(Dataset rows)
------------

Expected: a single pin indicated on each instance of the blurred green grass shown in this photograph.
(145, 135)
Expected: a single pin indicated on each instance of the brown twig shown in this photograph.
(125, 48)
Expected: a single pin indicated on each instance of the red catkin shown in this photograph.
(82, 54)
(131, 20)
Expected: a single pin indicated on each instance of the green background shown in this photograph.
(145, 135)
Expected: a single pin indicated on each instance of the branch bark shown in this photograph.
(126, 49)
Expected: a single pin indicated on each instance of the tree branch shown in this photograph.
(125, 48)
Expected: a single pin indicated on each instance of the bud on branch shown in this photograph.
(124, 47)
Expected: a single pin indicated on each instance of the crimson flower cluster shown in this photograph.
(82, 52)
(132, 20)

------------

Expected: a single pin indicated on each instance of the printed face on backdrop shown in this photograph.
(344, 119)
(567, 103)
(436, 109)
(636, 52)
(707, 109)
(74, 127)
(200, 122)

------------

Identify every line in the data above that contains the string "branch", matching case exactly, and copy each of those lines in full.

Expected: a single pin indicated on each instance of the branch bark shown in this photograph.
Expected: a single pin indicated on each instance of the tree branch shown in this photograph.
Expected: a single pin indicated on each instance of the bud on branch shown in this photograph.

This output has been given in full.